Image object location records:

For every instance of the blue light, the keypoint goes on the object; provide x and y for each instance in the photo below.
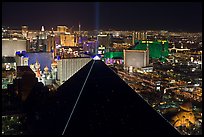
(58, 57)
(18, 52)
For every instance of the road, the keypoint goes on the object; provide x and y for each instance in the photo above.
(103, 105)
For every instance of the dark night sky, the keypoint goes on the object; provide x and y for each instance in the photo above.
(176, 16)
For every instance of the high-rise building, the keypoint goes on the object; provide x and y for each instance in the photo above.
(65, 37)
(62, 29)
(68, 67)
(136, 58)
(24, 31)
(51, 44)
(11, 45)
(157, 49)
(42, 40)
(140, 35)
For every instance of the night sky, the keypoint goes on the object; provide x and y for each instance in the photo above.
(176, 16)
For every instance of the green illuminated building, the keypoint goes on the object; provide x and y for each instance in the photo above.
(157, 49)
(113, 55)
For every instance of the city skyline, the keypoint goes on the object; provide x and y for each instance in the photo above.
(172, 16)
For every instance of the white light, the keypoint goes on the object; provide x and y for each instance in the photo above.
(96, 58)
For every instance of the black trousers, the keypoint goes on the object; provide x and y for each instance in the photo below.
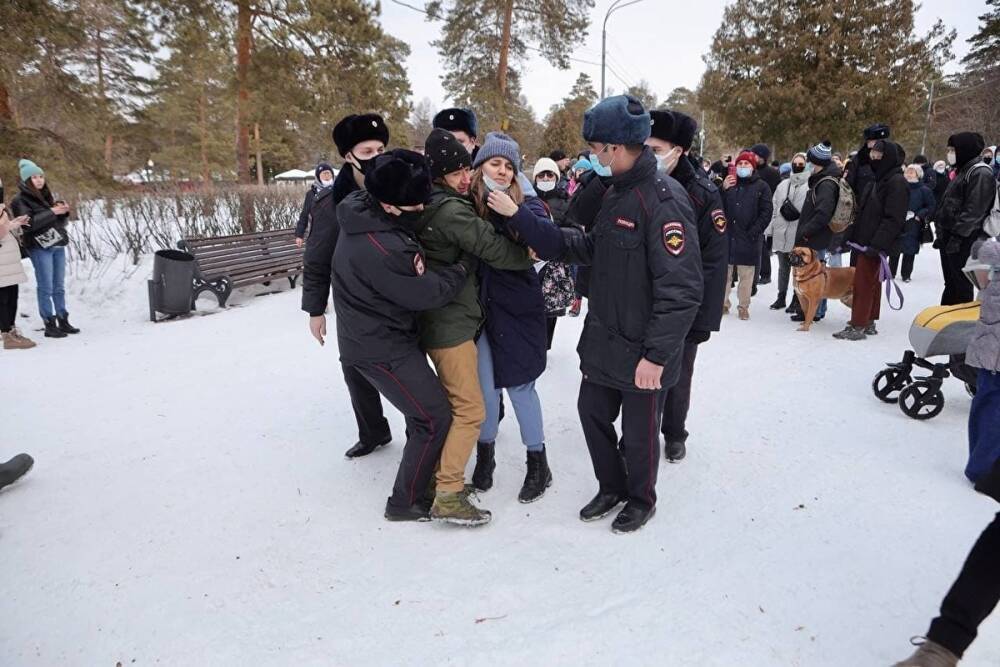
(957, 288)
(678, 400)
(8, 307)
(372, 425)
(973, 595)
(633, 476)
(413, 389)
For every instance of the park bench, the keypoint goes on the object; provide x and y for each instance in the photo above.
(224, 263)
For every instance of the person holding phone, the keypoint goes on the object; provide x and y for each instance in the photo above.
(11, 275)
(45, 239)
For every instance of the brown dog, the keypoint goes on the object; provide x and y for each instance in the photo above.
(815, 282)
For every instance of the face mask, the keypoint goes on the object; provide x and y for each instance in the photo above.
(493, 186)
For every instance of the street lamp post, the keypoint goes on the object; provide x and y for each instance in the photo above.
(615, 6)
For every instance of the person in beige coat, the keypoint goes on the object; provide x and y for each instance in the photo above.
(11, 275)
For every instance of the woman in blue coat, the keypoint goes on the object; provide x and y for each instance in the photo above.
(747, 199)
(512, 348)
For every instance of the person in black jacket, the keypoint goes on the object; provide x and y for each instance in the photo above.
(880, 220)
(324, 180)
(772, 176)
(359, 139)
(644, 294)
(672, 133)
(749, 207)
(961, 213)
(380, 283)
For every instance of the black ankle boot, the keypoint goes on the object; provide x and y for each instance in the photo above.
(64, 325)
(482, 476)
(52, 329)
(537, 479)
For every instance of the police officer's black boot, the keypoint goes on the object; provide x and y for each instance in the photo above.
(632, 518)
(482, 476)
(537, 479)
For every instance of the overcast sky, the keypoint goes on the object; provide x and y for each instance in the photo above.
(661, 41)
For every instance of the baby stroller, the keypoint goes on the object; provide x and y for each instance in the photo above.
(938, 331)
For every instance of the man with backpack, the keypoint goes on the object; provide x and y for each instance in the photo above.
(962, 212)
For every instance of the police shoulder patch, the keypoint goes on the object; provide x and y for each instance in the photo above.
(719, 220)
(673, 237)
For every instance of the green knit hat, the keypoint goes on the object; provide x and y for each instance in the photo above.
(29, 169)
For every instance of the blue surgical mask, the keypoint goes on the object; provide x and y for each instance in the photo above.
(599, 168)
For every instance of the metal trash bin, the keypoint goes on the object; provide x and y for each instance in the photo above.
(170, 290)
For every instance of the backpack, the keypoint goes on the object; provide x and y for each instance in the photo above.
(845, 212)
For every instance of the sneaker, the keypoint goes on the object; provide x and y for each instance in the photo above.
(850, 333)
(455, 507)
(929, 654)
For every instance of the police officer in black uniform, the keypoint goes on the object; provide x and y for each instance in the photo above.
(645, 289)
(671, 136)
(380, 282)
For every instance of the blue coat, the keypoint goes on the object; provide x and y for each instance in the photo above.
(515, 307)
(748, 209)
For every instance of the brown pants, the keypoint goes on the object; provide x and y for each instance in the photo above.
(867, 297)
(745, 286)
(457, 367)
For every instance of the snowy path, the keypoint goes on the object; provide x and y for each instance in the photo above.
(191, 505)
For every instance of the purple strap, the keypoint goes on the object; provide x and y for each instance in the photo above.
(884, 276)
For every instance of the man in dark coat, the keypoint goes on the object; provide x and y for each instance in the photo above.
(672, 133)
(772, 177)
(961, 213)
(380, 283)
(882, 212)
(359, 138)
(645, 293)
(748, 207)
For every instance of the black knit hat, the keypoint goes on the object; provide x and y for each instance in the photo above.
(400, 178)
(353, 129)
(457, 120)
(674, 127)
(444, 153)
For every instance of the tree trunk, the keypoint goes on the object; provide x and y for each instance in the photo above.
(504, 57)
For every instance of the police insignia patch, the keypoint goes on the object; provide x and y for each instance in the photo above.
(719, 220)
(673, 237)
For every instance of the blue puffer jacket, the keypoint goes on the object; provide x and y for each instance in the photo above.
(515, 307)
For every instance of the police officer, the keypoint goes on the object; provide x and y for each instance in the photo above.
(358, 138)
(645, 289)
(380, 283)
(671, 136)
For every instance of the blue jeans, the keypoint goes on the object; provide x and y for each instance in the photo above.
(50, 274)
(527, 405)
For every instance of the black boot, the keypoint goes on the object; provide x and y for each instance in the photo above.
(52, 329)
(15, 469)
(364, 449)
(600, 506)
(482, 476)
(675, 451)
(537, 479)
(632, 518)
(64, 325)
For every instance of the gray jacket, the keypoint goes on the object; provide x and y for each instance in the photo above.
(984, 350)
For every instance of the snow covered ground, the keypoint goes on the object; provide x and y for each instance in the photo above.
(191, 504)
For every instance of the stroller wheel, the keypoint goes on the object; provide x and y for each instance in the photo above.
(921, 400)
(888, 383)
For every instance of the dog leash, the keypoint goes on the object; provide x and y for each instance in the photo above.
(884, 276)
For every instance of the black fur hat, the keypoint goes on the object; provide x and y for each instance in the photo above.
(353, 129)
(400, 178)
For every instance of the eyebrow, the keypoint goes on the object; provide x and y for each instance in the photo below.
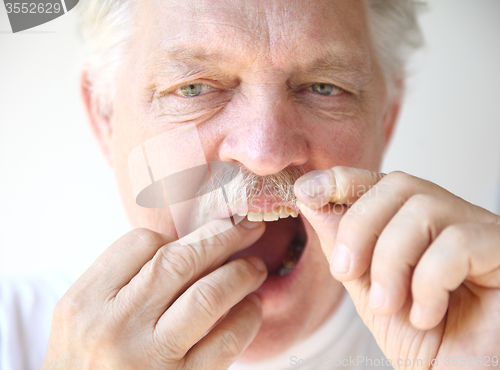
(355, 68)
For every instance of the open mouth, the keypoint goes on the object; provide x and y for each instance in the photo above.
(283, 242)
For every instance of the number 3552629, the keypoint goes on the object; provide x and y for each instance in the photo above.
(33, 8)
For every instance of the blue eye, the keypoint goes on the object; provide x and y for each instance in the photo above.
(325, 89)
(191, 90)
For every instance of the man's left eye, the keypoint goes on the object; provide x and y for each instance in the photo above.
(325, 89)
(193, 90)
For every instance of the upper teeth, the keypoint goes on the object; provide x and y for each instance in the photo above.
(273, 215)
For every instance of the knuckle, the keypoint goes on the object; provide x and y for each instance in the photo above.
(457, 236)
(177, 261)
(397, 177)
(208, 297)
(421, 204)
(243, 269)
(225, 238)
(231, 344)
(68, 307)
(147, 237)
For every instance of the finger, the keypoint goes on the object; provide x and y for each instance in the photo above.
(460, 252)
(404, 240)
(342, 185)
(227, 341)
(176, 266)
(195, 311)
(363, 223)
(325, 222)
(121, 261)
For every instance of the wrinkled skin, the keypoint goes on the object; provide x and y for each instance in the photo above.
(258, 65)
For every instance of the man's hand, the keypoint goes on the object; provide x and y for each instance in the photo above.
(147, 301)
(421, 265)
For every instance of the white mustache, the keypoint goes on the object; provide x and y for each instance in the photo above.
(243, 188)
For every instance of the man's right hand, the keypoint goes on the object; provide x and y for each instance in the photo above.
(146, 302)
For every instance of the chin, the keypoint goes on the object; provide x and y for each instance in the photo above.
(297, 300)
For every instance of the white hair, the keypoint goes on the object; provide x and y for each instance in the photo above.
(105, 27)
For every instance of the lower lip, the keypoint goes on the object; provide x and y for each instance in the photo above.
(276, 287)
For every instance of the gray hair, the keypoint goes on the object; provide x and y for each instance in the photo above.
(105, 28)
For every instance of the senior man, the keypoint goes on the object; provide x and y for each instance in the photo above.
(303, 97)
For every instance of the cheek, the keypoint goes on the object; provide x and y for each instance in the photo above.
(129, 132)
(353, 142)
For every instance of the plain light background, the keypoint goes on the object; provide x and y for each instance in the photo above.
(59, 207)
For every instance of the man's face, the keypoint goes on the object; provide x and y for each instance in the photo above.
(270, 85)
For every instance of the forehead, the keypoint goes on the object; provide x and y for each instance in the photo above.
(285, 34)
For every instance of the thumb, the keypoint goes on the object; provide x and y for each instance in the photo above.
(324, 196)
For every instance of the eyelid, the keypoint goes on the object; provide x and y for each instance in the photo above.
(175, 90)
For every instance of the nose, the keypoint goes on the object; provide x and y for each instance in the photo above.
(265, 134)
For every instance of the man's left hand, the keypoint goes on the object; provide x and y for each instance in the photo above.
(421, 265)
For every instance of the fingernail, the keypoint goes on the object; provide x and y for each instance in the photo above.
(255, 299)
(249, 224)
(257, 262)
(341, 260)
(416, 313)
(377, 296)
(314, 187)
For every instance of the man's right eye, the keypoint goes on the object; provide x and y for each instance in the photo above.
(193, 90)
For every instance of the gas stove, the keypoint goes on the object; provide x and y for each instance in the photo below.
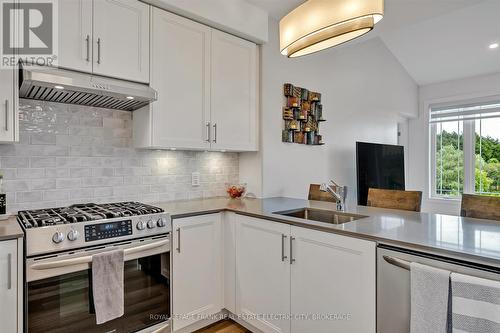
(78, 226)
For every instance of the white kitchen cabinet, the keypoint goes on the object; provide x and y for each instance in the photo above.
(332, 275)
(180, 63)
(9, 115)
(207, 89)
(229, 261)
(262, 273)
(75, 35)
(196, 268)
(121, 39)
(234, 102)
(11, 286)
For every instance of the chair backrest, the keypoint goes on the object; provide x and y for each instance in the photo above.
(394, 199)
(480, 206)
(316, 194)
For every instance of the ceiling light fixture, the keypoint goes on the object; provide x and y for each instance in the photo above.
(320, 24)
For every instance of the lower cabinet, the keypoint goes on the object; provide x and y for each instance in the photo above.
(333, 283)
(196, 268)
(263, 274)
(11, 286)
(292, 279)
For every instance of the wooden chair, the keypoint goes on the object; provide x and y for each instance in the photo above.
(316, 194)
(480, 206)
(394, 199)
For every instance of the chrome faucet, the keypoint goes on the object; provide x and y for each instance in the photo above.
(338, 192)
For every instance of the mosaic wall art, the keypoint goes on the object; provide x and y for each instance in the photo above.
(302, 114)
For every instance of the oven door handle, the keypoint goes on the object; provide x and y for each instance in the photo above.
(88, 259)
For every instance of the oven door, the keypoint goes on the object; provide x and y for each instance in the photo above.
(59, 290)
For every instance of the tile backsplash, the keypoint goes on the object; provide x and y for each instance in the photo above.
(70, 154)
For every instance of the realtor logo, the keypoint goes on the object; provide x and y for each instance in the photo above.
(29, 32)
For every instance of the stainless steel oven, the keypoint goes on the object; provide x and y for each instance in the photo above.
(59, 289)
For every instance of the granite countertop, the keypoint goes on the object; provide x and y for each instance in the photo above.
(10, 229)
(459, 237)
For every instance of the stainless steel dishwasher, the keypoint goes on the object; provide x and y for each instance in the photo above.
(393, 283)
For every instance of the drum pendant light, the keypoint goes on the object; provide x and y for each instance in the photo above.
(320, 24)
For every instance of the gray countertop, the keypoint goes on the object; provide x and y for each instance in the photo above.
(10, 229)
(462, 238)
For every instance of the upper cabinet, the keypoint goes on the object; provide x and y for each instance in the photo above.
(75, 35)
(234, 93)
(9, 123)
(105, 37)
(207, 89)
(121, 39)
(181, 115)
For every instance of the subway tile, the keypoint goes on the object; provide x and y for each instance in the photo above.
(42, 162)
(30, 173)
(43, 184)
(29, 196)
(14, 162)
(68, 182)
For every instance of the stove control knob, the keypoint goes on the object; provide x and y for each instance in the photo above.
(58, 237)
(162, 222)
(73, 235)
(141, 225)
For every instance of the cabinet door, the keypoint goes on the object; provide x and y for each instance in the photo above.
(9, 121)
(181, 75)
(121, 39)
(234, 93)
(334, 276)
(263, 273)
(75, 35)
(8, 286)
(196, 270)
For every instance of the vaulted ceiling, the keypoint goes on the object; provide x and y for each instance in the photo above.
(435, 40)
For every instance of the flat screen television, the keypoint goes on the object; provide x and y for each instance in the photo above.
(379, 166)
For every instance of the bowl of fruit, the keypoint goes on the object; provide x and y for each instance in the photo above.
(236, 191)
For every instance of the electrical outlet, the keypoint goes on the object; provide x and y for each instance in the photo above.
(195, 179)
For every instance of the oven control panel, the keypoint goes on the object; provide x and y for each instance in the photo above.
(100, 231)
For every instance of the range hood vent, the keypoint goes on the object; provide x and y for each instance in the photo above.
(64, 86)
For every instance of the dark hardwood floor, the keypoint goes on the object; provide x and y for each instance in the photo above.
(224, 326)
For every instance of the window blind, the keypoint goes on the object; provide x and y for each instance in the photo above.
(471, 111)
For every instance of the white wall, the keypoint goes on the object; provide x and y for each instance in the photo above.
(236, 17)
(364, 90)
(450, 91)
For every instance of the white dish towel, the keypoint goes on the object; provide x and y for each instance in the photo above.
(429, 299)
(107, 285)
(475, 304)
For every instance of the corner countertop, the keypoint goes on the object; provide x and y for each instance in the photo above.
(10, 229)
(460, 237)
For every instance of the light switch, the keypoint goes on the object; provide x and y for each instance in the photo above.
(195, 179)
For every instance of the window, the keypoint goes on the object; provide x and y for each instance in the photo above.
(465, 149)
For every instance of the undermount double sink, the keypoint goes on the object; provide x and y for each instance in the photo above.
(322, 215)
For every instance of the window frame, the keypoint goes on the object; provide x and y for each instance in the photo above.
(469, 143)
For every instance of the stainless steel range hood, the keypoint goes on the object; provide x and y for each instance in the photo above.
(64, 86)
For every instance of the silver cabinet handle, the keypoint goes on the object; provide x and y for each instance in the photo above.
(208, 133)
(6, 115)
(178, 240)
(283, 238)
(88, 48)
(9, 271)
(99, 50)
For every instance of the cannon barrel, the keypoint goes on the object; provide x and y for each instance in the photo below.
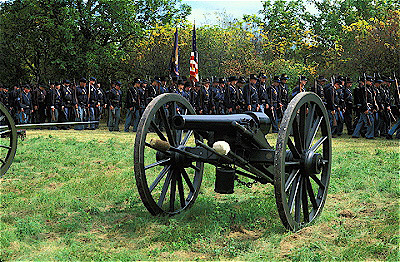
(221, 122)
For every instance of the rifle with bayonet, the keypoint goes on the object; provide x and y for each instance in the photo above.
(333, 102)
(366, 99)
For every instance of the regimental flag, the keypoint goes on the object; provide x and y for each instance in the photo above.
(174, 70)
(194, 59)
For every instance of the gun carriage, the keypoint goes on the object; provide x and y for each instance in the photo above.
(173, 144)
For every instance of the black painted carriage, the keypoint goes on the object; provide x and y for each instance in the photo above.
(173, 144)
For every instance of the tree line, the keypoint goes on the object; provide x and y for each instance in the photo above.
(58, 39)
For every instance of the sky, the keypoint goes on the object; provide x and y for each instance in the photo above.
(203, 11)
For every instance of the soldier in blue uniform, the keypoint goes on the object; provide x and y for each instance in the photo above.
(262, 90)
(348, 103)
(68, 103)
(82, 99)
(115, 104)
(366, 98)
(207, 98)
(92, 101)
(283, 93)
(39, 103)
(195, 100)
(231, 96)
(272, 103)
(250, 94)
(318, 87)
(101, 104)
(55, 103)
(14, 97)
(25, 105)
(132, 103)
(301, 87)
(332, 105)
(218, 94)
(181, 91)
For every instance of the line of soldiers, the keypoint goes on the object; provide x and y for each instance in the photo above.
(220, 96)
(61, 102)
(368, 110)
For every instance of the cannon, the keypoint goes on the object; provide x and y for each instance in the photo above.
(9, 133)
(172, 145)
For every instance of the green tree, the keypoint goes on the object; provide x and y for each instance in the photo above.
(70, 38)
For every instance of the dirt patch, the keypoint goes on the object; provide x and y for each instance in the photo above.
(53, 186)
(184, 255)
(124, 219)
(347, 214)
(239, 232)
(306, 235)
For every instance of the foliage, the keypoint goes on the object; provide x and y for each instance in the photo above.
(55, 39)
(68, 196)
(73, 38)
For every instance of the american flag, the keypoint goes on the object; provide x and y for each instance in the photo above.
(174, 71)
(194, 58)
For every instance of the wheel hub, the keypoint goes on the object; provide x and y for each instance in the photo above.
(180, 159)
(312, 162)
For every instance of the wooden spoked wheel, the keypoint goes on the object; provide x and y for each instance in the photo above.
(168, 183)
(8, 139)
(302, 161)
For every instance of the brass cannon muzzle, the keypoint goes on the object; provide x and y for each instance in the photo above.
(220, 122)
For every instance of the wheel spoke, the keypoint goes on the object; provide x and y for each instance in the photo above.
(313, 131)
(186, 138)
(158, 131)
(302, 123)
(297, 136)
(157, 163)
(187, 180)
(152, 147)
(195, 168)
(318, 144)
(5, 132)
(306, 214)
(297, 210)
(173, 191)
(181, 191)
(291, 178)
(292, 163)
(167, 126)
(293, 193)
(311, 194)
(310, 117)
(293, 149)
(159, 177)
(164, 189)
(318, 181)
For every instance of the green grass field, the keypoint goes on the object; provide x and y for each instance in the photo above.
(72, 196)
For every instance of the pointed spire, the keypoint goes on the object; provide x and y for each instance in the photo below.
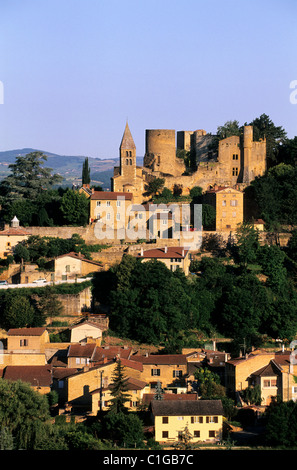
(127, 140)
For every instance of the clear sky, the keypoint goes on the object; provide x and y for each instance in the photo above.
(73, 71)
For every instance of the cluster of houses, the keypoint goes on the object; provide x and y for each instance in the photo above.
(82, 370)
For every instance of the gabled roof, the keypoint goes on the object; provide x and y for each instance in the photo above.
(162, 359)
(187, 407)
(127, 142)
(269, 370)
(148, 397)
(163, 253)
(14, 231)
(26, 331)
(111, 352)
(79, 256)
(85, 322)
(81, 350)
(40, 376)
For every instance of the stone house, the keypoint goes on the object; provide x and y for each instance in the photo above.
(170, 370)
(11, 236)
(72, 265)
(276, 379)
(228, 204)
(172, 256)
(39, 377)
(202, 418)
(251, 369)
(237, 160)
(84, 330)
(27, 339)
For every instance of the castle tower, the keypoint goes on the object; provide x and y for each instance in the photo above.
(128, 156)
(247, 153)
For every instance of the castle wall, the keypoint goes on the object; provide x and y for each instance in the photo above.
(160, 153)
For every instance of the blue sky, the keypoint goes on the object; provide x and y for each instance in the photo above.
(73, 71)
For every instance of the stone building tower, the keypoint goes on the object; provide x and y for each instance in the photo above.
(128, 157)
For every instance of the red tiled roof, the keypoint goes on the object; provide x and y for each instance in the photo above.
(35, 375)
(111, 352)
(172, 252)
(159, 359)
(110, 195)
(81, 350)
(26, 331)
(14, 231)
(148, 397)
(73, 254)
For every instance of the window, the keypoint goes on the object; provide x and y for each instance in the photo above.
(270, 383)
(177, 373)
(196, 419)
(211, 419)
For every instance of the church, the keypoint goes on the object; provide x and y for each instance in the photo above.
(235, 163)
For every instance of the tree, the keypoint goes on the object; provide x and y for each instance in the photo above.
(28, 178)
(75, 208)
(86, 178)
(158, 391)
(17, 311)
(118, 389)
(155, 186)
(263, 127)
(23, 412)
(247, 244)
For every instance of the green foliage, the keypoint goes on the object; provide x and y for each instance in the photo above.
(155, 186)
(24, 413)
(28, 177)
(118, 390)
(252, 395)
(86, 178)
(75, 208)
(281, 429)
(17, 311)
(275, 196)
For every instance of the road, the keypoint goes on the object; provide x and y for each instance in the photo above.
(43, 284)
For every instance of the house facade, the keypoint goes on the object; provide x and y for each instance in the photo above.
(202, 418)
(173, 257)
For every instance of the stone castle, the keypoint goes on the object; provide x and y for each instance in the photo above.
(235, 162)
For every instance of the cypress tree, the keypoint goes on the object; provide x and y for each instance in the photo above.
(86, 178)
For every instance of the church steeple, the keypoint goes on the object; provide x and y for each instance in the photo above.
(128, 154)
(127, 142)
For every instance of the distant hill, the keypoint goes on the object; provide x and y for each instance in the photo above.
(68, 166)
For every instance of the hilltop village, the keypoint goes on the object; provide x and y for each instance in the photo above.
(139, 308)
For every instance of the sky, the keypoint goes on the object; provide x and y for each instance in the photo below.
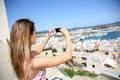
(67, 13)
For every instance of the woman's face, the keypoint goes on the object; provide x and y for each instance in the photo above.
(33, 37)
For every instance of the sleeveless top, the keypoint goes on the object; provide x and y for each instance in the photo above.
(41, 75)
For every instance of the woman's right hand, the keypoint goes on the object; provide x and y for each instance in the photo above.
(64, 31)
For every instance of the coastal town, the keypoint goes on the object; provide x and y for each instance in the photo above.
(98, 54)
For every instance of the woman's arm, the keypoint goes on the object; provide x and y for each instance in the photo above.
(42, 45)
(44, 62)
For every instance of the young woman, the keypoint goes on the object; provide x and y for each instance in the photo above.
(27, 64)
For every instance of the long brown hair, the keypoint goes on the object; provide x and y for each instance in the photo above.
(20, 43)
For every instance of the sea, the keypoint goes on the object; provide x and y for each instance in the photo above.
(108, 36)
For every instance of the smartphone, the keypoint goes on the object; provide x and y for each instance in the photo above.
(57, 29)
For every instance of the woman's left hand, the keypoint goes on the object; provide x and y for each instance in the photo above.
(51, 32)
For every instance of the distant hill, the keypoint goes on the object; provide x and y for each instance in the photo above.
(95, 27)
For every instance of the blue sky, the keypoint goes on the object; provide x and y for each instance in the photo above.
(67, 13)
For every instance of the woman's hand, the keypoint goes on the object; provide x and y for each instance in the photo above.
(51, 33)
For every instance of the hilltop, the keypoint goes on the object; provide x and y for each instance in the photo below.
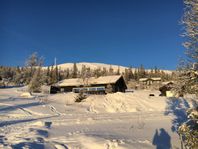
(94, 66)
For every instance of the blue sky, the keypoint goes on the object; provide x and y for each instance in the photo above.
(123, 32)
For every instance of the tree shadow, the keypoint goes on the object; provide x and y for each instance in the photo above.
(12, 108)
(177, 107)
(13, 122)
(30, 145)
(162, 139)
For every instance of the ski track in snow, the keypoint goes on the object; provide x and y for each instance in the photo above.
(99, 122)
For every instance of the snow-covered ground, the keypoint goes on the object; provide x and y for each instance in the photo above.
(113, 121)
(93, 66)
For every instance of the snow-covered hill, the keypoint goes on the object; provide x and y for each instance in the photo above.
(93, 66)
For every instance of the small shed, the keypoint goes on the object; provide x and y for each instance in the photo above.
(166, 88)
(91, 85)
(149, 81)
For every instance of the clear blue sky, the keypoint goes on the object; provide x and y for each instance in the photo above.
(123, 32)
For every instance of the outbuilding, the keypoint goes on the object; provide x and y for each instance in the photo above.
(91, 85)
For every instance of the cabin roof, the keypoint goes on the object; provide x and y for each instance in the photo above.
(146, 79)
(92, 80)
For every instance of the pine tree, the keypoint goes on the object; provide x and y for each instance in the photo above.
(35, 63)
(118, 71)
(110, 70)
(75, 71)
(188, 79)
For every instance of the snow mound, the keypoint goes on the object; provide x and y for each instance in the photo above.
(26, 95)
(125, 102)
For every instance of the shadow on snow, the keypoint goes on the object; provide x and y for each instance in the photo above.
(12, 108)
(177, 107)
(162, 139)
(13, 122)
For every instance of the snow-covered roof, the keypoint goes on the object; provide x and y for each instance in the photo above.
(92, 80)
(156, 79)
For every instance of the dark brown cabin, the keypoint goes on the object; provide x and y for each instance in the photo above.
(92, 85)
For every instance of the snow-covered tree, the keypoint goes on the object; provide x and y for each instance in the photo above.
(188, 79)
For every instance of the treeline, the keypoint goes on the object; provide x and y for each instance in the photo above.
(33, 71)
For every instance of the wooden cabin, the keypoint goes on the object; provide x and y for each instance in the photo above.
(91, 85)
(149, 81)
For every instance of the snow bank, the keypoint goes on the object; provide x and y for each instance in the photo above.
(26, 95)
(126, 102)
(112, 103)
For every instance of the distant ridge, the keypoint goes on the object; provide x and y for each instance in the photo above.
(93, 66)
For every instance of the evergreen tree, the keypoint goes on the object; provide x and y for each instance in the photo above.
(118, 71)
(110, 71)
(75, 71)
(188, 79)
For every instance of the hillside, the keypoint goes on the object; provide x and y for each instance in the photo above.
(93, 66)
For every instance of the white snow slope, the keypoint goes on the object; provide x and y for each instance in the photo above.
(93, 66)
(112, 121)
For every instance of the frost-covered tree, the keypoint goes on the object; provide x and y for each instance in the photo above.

**Work instructions**
Return the lines from the one with "For every instance of the hillside, the" to the end of the records, copied word for word.

**Output below**
For every instance of the hillside, the keypoint goes on the object; provide x and y for each instance in the photo above.
(93, 66)
For every instance of the white snow slope, the keypoint goes on the object; provide x and y for each instance in the photo above.
(93, 66)
(112, 121)
For every instance of the frost-covered tree, the keypoint goes on the object; provide x and y for each instance in the photo above.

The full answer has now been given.